Nothing but the lines from the one containing "of the bearded" through the last line of the entries should appear in the output, each verbatim.

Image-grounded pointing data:
:::::
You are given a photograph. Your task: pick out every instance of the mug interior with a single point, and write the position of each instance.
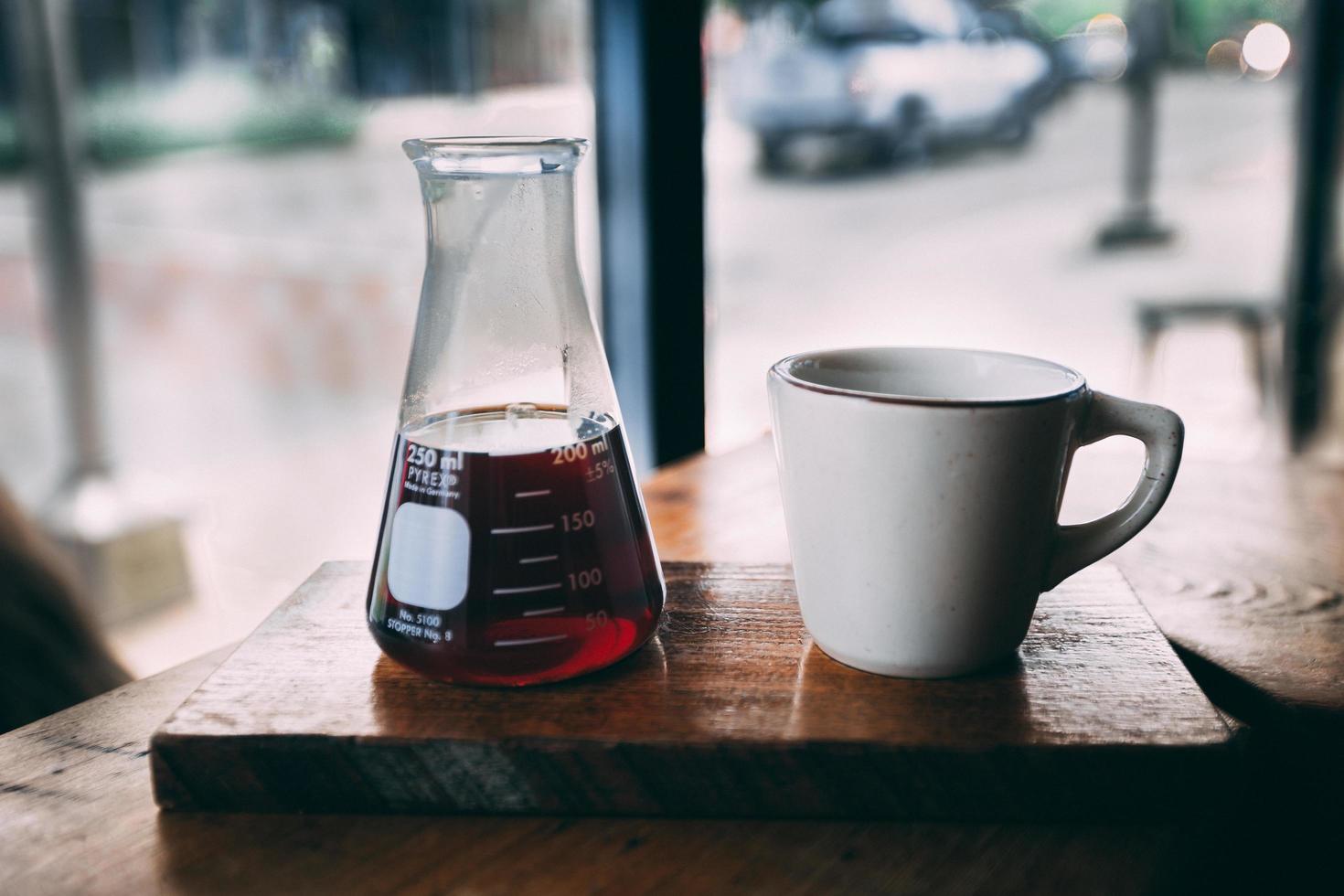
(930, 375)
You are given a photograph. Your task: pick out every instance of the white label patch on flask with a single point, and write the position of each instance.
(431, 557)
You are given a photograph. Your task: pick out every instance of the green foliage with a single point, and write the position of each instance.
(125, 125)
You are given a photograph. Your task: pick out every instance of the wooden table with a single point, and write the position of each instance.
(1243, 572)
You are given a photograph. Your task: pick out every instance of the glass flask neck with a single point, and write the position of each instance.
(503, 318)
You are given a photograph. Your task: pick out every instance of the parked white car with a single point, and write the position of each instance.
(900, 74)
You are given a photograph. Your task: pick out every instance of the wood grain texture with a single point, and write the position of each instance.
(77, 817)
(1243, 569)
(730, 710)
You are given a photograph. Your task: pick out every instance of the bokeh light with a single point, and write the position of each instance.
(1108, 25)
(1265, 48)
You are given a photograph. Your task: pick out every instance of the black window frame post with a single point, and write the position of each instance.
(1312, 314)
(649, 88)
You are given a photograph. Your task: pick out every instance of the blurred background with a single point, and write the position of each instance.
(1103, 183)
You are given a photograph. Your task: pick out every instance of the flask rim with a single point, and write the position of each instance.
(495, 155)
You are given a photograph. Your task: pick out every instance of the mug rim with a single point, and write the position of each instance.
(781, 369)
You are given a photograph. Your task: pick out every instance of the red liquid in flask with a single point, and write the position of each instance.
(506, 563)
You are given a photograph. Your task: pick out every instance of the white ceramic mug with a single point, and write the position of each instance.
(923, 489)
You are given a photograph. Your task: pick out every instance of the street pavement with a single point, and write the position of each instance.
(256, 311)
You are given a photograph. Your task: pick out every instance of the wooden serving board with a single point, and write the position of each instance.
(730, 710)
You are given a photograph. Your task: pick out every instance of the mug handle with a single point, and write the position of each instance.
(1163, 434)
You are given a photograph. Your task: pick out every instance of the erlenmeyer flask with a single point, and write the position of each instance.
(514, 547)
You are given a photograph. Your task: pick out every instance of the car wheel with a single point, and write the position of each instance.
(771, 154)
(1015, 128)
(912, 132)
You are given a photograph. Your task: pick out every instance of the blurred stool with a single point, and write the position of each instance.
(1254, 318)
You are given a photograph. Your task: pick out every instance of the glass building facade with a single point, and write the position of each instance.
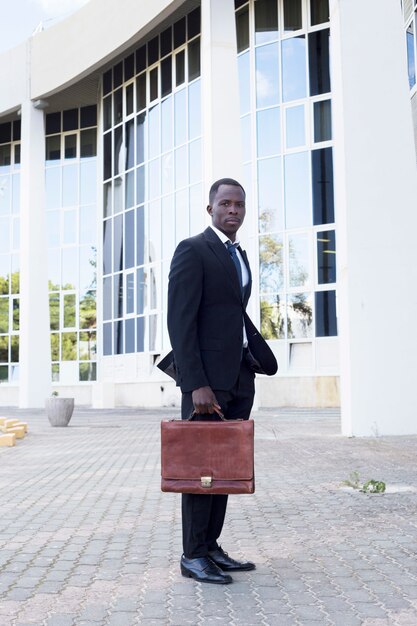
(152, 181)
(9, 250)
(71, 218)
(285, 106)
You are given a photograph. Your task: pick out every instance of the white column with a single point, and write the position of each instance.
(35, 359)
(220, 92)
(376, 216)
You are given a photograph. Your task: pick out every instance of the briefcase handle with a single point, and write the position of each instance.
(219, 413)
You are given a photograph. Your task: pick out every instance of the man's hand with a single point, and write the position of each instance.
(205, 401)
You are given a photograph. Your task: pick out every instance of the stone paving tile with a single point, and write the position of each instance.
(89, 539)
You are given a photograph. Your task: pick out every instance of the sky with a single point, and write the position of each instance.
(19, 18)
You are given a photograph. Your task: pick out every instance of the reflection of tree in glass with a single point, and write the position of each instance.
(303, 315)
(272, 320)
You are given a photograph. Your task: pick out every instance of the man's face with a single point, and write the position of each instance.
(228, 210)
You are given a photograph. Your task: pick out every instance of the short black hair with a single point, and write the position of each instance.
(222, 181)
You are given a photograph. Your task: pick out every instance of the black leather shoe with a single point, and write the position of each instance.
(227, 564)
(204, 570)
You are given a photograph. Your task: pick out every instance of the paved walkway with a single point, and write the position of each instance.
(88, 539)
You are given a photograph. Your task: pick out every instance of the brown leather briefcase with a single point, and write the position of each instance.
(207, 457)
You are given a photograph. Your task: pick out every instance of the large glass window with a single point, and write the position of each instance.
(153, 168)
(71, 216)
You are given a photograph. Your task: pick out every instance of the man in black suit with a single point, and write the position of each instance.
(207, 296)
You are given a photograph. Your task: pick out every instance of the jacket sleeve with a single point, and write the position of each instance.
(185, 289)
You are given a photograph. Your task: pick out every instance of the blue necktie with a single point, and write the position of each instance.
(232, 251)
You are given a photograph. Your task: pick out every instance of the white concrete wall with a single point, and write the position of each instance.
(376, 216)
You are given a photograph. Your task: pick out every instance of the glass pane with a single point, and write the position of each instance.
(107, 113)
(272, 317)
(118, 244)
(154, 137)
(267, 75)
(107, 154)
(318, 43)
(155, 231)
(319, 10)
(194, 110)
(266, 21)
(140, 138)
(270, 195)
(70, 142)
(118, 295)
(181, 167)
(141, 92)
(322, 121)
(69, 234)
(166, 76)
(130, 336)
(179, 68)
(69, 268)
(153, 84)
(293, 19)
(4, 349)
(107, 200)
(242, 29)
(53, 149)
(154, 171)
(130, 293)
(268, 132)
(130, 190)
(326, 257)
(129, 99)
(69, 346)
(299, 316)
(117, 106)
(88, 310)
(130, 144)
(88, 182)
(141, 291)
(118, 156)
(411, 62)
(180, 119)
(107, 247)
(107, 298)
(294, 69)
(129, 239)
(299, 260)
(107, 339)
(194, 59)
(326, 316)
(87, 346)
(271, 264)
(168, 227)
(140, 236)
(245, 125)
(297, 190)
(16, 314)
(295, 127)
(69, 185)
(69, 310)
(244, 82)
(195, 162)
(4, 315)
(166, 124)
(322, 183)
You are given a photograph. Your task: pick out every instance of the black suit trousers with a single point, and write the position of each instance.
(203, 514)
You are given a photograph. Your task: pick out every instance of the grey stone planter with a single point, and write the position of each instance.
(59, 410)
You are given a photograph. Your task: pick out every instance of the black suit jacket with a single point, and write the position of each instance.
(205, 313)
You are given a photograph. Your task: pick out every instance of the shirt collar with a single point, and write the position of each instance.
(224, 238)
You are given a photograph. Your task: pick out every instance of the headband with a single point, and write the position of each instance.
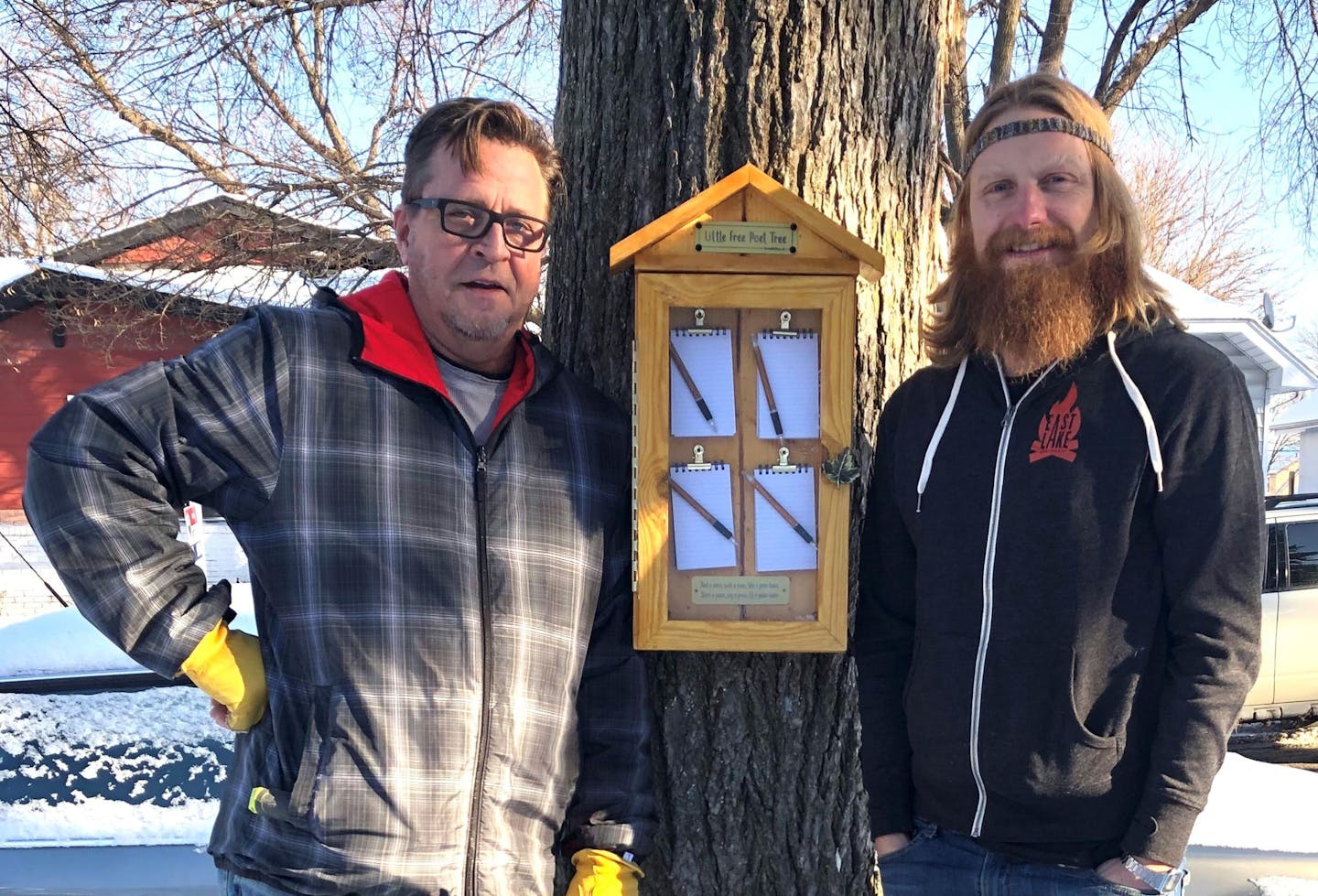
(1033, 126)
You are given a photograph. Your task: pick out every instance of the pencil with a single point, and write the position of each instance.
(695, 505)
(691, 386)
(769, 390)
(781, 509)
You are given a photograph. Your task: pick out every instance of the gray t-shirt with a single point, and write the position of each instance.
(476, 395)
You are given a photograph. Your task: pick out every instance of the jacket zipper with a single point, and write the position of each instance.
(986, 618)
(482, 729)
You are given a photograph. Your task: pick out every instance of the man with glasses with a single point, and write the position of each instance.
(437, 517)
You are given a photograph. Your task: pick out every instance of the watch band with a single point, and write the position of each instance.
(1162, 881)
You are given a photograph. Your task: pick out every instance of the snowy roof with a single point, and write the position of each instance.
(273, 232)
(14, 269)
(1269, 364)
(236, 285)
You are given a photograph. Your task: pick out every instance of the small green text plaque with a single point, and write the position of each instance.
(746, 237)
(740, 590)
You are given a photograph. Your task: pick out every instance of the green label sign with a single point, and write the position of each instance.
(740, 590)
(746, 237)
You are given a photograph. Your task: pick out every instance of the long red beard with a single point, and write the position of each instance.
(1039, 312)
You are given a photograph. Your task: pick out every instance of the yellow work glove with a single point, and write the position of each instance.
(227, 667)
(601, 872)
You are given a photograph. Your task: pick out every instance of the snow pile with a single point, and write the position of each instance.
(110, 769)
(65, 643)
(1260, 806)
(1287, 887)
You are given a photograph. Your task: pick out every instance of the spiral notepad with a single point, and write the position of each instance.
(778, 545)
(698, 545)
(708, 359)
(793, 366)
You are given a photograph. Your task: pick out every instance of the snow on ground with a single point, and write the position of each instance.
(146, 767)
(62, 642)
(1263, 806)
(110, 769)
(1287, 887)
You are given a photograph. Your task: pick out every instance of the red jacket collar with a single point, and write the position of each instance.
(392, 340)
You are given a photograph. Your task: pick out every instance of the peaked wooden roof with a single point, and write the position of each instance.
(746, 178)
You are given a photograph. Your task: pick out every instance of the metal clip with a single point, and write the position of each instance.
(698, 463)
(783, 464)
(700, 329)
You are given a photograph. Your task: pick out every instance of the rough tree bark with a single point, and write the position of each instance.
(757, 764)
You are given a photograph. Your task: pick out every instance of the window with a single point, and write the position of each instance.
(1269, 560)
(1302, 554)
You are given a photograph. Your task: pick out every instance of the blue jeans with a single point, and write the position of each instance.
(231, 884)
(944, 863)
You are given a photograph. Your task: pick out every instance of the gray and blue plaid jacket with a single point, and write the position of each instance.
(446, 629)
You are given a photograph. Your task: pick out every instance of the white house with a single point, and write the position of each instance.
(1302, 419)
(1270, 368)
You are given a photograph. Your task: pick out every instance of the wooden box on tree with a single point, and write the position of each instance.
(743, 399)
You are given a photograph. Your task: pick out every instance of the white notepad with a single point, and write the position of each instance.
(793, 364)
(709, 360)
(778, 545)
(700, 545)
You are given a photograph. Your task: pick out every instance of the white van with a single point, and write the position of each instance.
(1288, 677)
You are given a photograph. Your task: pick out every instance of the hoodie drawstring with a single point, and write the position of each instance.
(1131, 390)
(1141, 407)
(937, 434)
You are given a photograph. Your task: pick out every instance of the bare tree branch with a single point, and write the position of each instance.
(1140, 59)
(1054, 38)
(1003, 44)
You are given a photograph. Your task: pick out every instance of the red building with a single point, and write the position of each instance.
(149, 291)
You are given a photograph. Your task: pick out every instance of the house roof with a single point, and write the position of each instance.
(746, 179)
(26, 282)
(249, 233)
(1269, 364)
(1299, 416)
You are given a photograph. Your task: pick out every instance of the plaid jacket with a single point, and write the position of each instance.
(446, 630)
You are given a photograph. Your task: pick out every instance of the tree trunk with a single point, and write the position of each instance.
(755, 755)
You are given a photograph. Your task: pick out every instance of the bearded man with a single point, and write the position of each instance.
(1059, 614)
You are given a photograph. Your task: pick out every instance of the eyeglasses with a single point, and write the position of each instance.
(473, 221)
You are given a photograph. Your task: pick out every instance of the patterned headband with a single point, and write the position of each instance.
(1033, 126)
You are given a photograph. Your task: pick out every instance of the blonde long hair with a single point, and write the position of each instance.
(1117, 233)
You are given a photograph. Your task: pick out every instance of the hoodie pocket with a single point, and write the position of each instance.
:::::
Result of the exercise:
You are given a photograph. Your task: pick out every instance of the bearded man with a single point, and write the position of each instance.
(1059, 614)
You are given a photograph. Your task: pick out every instance of the eyeglasses with a single point, and write the position of each instance.
(473, 221)
You are given a photograph. Your task: pick out every instance of the patterned headband with a single point, and write the position of each instance.
(1033, 126)
You are given a photograph. Your task: pick out every instance of the blonde long hair with a single point, and write the position of each instance.
(1117, 233)
You are given a photograph. Your task: pick out every instance of the hoodie pocket with a single point, and write the position of each instance.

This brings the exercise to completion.